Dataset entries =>
************

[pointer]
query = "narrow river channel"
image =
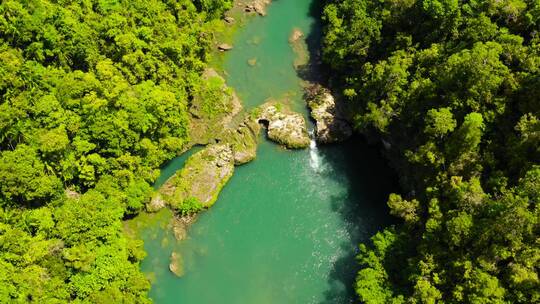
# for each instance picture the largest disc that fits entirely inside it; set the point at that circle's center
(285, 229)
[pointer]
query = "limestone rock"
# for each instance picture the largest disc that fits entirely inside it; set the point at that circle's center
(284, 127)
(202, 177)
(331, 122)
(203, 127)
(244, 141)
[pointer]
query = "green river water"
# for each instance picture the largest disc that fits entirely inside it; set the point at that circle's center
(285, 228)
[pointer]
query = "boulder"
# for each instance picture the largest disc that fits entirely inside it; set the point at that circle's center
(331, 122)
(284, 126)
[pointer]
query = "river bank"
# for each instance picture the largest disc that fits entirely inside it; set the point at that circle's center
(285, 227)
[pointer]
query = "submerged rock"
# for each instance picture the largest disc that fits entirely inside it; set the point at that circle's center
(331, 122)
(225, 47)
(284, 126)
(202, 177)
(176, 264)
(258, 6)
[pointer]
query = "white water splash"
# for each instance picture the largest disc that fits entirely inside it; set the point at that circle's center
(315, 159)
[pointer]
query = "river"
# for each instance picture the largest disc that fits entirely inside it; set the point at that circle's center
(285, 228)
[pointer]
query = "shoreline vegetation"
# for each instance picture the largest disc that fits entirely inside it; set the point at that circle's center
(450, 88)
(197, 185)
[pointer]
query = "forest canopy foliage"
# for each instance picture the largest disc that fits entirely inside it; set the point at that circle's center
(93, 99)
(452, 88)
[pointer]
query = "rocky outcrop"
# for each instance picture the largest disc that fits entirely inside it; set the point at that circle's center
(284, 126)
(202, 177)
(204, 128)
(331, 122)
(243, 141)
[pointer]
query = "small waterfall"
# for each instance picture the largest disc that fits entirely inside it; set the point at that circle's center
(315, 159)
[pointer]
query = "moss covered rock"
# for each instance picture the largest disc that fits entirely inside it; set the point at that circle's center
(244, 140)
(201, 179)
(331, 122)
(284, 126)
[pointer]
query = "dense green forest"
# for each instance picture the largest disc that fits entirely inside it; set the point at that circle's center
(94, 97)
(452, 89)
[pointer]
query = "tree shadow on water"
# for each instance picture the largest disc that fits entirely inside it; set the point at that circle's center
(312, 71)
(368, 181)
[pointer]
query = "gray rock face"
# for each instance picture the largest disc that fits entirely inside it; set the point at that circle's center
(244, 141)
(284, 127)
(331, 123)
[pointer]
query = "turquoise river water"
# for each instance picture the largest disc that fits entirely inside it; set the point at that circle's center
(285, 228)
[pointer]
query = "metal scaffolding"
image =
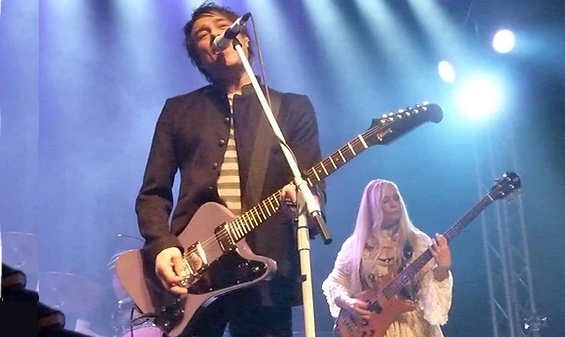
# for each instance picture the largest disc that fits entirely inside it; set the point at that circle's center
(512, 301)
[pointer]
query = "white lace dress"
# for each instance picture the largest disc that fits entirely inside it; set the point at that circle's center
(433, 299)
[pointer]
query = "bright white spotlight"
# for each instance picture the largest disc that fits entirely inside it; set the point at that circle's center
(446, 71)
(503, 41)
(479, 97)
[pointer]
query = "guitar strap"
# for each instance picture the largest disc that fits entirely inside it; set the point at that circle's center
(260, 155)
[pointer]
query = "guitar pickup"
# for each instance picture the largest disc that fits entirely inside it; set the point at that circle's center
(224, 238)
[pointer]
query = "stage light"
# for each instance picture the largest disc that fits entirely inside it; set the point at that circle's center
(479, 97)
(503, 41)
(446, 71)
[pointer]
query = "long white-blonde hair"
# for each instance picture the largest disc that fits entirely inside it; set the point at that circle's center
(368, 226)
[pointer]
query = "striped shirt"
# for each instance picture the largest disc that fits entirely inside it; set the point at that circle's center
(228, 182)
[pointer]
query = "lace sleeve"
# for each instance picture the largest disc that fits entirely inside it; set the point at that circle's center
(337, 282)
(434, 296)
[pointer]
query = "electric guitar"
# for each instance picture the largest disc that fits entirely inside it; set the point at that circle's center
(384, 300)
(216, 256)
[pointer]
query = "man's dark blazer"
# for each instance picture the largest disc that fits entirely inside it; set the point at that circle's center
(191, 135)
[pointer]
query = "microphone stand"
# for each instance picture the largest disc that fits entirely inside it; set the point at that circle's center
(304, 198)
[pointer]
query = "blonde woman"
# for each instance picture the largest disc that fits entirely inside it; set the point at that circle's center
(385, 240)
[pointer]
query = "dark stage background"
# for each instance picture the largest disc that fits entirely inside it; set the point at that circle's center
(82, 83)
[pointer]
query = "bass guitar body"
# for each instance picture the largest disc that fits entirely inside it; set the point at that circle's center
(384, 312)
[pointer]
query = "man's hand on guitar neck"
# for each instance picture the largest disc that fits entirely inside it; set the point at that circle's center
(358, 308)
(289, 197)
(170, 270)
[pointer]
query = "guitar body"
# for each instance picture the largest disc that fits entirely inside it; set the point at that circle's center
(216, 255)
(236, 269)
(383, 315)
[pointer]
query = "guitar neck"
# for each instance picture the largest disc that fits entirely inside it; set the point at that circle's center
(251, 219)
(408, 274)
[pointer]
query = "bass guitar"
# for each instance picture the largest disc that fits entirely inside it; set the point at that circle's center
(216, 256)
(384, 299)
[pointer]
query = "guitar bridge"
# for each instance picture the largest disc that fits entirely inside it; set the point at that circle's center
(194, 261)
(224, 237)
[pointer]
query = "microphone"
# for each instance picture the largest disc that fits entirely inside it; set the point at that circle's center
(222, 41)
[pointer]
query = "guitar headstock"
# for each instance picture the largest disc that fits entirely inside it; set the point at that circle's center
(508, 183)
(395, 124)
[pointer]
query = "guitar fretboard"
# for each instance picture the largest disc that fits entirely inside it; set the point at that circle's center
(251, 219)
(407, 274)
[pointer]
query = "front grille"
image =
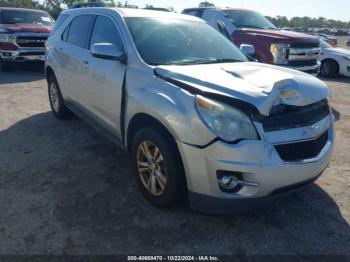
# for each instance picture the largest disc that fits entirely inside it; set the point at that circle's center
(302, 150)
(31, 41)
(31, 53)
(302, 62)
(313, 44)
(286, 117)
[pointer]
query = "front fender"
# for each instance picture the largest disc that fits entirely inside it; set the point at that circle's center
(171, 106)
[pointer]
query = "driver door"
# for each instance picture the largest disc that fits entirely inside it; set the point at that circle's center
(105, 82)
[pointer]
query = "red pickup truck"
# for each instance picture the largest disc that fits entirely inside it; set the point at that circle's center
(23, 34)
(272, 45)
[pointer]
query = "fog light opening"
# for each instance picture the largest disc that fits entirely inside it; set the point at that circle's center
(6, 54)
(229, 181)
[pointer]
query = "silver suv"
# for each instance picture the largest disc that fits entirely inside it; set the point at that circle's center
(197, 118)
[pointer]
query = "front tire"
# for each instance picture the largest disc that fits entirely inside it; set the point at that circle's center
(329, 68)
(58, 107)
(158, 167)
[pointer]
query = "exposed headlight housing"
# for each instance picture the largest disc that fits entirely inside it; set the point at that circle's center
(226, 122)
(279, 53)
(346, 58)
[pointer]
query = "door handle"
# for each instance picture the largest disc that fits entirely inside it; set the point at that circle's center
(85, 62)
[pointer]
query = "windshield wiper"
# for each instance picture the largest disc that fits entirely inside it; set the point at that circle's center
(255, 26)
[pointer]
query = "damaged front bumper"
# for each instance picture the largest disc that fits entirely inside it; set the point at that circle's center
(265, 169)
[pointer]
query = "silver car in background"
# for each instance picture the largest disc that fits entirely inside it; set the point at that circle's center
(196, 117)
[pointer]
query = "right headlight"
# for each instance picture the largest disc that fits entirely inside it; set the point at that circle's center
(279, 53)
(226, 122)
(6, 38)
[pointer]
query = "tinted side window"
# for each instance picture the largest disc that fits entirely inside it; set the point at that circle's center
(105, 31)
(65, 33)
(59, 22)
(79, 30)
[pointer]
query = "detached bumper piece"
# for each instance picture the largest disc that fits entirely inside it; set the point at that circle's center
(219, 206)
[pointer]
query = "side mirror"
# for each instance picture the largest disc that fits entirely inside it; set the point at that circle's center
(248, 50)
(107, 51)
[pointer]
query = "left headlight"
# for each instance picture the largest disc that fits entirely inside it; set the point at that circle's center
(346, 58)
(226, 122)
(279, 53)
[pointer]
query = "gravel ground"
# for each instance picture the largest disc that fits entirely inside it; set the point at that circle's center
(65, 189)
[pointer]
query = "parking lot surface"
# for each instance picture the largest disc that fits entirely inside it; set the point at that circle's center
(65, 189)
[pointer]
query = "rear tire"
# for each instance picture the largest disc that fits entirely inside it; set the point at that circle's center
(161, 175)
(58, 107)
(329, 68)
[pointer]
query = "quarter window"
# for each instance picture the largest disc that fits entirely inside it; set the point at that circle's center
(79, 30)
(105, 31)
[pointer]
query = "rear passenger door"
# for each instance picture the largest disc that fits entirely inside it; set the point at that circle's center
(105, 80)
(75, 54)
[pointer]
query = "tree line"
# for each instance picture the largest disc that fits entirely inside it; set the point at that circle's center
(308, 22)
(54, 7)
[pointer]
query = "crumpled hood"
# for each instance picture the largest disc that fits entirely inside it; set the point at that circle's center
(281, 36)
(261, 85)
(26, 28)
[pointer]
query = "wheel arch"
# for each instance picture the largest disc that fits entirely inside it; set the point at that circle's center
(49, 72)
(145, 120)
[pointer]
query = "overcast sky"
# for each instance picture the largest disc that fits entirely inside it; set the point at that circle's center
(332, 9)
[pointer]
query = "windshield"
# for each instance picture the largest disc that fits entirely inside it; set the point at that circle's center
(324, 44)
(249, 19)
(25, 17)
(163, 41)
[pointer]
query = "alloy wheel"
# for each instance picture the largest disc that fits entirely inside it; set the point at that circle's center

************

PROBLEM TO SOLVE =>
Among the entries above, how many lines include the word "window"? Give the number with no comment.

WRITTEN SOLUTION =>
2